(Records from a collection)
=== Section Start ===
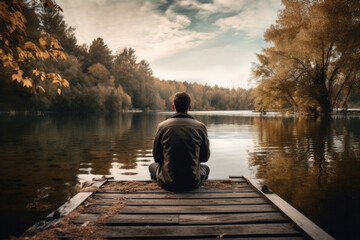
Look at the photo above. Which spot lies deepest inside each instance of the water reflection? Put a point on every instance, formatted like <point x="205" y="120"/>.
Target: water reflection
<point x="313" y="164"/>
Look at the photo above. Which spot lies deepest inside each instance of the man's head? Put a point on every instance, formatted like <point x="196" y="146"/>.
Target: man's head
<point x="182" y="102"/>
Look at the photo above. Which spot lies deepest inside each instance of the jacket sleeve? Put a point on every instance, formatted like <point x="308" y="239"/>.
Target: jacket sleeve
<point x="158" y="148"/>
<point x="205" y="147"/>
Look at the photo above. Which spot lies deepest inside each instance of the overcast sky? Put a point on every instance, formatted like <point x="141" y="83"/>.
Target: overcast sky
<point x="207" y="41"/>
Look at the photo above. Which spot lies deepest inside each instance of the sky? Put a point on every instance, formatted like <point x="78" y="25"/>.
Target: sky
<point x="204" y="41"/>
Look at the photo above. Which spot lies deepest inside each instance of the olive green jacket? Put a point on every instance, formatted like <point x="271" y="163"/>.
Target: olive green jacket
<point x="180" y="144"/>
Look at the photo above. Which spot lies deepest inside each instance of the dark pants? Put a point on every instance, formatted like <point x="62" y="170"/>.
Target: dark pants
<point x="204" y="171"/>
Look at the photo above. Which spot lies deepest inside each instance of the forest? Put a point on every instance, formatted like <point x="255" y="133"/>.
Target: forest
<point x="44" y="69"/>
<point x="311" y="65"/>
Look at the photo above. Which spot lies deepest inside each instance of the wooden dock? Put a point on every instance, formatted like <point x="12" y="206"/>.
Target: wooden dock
<point x="235" y="209"/>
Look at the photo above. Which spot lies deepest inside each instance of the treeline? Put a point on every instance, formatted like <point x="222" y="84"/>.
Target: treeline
<point x="312" y="65"/>
<point x="100" y="81"/>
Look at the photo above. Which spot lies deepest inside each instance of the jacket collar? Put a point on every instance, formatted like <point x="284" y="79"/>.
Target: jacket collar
<point x="181" y="115"/>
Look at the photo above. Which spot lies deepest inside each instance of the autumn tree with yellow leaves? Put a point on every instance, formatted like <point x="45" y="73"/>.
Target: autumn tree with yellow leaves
=== Section End ===
» **What you have to do**: Give the data again word for word, without images.

» **Answer to this exercise**:
Look at the photo above. Which spot lies deepest inside each instance of the water reflection? Put a point on every instance, formatted like <point x="205" y="120"/>.
Target: water reflection
<point x="313" y="164"/>
Look at the photo above. Which spot lies deepest inside each instance of the man's head? Put a point on every instance, formatted like <point x="196" y="146"/>.
Target: man's head
<point x="182" y="102"/>
Look at the photo above. Which spot lies deepest inside each instance of the jacket sleeve? Put a point on every instance, formatted like <point x="308" y="239"/>.
Target: jacket sleeve
<point x="158" y="148"/>
<point x="205" y="147"/>
Look at the photo above. Which spot lies deepest inside each instance of the overcast sky? Put a point on every instance, formatted like <point x="141" y="83"/>.
Target: overcast sky
<point x="207" y="41"/>
Look at the photo above. Which spot lies deepest inside each instance of the sky? Put a point on every instance, formatted like <point x="78" y="25"/>.
Target: sky
<point x="204" y="41"/>
Look at the photo above. Which spot lies deepest inside each instance of the olive green jacket? Put a point on every instance, formatted like <point x="271" y="163"/>.
Target: olive green jacket
<point x="180" y="144"/>
Look at the photo above. Which spot lies deepest inside each instance of the dark pants? Put a point on every instance, formatted like <point x="62" y="170"/>.
Target: dark pants
<point x="204" y="171"/>
Look at the photo above. Which spot lies deepest inside each instance of the forest? Put a point on every instance, formatted like <point x="255" y="133"/>.
Target: forest
<point x="44" y="69"/>
<point x="311" y="65"/>
Look at the photo above. Which spot lies deepest inside each instance of the wooden dock? Put a point on every instance, formatted like <point x="12" y="206"/>.
Target: wooden dock
<point x="235" y="209"/>
Look at the photo above. Which spot lies deepest inside each instance of the treeline? Put a point on every instance, formatted like <point x="222" y="84"/>.
Target: treeline
<point x="312" y="65"/>
<point x="100" y="81"/>
Look at the photo above. Which spot lies deepest inside each instance of the jacket collar? Put a point on every instance, formatted like <point x="284" y="79"/>.
Target: jacket collar
<point x="181" y="115"/>
Look at the photo above. Which spot lies deepest inside each instance of the autumn tree with yellow leaves? Put a point on every instance, formatted like <point x="45" y="73"/>.
Target: autumn tree with yellow leaves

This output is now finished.